Re: RAID6 growing interrupted, array won't assemble or resume growing
From: Nic Wolfe <hidden>
Date: 2013-06-07 04:15:22
My original post had an error - sda is my boot drive, it's not part of
the array. The 6th drive is as follows:
/dev/sdg:
Magic : a92b4efc
Version : 00.91.00
UUID : 4672ced4:81401dbc:52723fc8:3fe02f5a (local to host MidgetNAS)
Creation Time : Wed Jun 2 21:11:18 2010
Raid Level : raid6
Used Dev Size : 1953431488 (1862.94 GiB 2000.31 GB)
Array Size : 7813725952 (7451.75 GiB 8001.26 GB)
Raid Devices : 6
Total Devices : 6
Preferred Minor : 1
Reshape pos'n : 677888 (662.11 MiB 694.16 MB)
Delta Devices : 1 (5->6)
Update Time : Mon Oct 22 21:08:29 2012
State : clean
Active Devices : 1
Working Devices : 1
Failed Devices : 4
Spare Devices : 0
Checksum : 146beaa7 - correct
Events : 0.1323362
Chunk Size : 64K
Number Major Minor RaidDevice State
this 5 65 0 5 active sync
0 0 0 0 0 removed
1 1 0 0 1 faulty removed
2 2 0 0 2 faulty removed
3 3 0 0 3 faulty removed
4 4 0 0 4 faulty removed
5 5 65 0 5 active sync
Your reshape is barely started. Presumably you specified a --backup clause in the original --grow command. You will need that file.
Embarrassingly I have no backup file from the grow operation.

§ **Data**:

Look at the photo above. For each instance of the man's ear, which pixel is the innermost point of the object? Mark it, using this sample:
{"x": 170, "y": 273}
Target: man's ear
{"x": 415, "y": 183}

§ **Instruction**:
Give again the part of the RAID6 forum reply that opens with the words "Creation Time : Wed" and closes with "Devices : 1 (5->6)", changing "Reshape pos'n" to "Reshape position".

§ **Output below**:
Creation Time : Wed Jun 2 21:11:18 2010
Raid Level : raid6
Used Dev Size : 1953431488 (1862.94 GiB 2000.31 GB)
Array Size : 7813725952 (7451.75 GiB 8001.26 GB)
Raid Devices : 6
Total Devices : 6
Preferred Minor : 1
Reshape position : 677888 (662.11 MiB 694.16 MB)
Delta Devices : 1 (5->6)